AVAILABLE DATA section start

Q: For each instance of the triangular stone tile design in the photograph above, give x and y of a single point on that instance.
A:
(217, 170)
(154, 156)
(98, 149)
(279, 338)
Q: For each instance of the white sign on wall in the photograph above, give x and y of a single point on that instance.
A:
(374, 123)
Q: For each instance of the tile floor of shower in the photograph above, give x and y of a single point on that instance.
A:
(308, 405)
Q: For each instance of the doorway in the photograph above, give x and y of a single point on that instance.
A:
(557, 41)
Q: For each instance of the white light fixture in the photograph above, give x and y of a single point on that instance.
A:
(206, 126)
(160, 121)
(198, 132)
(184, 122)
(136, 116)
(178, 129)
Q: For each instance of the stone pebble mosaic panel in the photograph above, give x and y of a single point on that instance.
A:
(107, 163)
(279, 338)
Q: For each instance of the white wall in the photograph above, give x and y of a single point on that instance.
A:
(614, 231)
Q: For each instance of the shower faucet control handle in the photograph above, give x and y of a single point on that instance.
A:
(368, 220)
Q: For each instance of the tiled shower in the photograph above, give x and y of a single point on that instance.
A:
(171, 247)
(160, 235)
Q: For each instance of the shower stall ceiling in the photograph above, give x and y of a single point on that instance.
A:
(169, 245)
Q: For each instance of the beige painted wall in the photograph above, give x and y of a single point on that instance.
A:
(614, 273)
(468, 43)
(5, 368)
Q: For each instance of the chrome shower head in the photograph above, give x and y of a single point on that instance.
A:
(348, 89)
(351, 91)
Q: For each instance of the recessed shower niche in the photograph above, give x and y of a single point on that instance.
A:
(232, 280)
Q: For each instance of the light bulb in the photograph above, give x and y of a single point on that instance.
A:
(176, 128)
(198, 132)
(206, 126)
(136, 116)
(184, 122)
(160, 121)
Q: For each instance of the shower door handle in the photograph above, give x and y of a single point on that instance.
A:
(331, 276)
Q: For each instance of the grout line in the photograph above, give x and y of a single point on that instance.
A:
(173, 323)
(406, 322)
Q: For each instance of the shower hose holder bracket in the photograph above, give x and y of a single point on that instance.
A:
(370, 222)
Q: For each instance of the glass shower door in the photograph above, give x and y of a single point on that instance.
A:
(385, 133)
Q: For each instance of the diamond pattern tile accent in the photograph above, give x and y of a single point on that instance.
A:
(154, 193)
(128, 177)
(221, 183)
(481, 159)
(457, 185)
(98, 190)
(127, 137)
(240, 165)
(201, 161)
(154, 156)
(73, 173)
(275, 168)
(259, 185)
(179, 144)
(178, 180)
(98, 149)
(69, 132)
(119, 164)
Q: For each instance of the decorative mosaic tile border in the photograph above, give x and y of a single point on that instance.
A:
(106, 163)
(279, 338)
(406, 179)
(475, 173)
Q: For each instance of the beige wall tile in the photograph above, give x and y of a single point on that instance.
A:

AVAILABLE DATA section end

PROBLEM =>
Report each line of the records that holds the word "beige".

EXPECTED OUTPUT =>
Q: For each instance of the beige painted wall in the photograph above, give x and y of a single point on that instance.
Q: For each instance of the beige wall tile in the photograph above, give x and y of a single point on that instance.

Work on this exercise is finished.